▶ _WHAT THE EXERCISE ASKS_
Would you copy each line of the records that includes the word "below"?

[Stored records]

——————————

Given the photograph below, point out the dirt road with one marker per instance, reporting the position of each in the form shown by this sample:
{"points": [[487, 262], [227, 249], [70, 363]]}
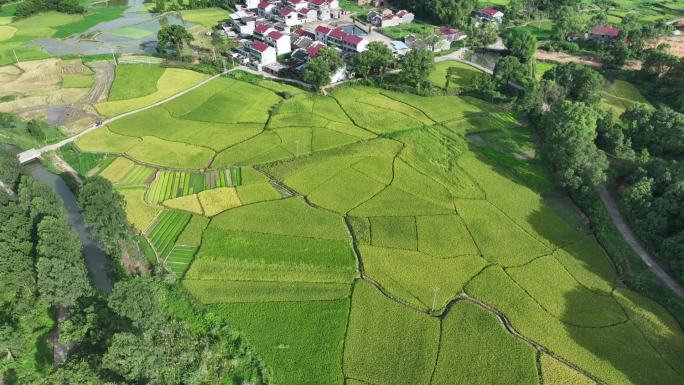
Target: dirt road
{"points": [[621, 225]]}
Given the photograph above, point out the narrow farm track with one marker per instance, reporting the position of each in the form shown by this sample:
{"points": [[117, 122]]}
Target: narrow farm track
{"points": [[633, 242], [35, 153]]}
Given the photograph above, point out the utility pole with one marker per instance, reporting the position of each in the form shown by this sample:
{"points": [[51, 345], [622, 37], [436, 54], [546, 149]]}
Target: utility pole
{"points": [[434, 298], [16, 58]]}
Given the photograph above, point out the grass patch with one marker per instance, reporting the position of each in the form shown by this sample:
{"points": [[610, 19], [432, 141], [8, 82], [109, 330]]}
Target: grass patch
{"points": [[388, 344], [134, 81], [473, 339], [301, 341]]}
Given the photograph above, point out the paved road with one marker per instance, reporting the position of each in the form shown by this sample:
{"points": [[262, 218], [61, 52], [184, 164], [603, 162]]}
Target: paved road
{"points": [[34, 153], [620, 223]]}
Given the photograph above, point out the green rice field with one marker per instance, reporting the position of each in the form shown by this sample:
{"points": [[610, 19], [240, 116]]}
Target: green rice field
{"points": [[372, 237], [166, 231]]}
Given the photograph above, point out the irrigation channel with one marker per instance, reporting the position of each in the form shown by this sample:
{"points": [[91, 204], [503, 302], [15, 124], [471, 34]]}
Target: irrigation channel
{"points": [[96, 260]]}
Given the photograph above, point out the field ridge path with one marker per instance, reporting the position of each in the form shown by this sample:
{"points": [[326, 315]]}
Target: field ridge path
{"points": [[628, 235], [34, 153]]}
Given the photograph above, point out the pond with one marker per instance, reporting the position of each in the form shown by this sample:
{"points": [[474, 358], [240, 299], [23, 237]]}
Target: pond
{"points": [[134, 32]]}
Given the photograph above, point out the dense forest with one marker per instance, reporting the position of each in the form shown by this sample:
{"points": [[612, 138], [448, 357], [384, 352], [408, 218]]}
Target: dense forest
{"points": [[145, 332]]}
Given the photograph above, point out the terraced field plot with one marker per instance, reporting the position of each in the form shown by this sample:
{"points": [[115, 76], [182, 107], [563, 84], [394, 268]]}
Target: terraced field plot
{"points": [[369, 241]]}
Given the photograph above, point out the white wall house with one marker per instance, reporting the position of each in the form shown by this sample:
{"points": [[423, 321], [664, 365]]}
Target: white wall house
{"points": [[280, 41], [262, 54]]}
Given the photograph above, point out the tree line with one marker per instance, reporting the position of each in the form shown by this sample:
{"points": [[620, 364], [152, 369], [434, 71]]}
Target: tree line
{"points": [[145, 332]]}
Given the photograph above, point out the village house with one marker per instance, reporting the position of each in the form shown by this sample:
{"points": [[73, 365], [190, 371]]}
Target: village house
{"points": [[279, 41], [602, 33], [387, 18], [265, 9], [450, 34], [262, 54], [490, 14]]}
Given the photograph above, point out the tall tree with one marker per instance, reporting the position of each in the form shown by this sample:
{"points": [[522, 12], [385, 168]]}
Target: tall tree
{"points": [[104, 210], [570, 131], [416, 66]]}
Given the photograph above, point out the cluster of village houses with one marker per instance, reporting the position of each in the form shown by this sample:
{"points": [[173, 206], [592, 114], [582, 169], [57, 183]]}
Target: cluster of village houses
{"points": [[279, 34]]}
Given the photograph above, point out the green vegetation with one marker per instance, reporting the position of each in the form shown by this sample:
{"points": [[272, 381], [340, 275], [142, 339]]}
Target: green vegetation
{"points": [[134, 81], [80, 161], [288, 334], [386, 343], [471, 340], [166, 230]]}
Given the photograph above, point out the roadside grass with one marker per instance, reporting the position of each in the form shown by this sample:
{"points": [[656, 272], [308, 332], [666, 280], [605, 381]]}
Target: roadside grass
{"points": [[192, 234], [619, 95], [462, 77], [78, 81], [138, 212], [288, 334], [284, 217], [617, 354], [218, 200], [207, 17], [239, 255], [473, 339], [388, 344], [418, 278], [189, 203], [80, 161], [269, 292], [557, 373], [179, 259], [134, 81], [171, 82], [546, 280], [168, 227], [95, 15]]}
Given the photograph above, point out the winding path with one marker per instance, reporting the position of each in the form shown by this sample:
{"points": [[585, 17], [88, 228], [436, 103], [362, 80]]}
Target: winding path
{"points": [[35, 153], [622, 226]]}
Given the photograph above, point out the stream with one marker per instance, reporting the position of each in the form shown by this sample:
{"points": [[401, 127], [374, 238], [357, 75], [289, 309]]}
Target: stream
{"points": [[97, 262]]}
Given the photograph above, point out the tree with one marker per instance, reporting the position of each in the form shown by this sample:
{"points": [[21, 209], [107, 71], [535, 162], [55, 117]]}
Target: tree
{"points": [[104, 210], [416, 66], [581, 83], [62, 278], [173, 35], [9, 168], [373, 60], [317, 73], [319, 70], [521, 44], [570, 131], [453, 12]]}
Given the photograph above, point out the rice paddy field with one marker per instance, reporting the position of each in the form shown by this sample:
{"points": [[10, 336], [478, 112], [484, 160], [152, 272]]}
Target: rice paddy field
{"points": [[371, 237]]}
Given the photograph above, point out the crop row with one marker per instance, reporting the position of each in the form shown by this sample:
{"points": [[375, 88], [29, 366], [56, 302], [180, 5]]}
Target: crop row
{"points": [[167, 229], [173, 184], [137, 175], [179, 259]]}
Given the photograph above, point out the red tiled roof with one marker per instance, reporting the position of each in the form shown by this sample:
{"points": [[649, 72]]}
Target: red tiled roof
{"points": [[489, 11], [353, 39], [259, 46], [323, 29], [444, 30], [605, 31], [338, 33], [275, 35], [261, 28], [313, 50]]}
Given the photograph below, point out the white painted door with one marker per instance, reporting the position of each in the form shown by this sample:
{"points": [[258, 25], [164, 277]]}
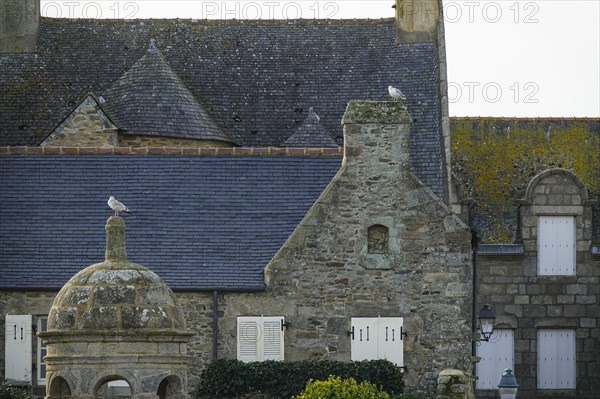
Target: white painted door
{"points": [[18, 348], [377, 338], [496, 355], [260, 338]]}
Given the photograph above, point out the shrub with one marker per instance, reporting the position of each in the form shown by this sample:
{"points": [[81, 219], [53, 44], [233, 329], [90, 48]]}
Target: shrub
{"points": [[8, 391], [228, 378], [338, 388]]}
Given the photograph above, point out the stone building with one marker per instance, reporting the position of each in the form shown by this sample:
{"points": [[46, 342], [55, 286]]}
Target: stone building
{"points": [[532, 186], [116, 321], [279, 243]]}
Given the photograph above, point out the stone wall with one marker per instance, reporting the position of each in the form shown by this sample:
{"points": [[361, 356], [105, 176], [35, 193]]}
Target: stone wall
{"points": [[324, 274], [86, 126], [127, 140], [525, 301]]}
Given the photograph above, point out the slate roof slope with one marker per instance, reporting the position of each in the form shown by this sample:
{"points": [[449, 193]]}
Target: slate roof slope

——————————

▶ _SOLUTION_
Given the photograph below, point out the dirt road with one marker per instance, reporting the position of each in the form shown by this sample:
Given the photograph below, point out the white painted door with one marker per instance, reporting the position of each in the form shown by this sample:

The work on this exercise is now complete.